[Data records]

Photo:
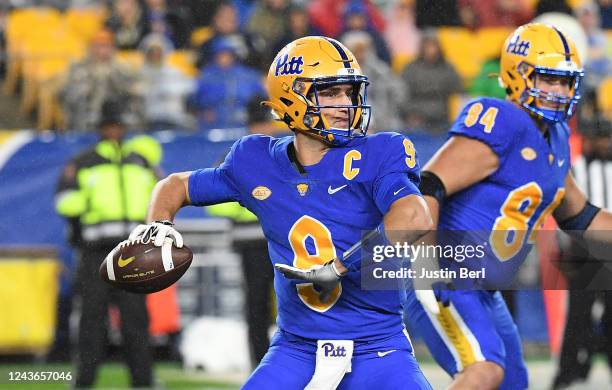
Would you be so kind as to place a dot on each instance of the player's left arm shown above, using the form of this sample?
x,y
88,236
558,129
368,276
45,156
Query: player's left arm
x,y
578,216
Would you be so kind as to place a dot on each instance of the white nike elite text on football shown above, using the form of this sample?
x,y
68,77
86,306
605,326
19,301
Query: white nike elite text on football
x,y
332,191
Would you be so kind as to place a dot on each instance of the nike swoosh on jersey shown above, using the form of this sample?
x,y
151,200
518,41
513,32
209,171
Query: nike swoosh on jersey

#### TASK DESCRIPTION:
Using the records above, report each line that contains the word "jersey" by copying it.

#### RESULT:
Would you be so kind as to place a dot on each instance of the nike swoosh on jersey shown above, using the form of this sample?
Query: nike swoosh on jersey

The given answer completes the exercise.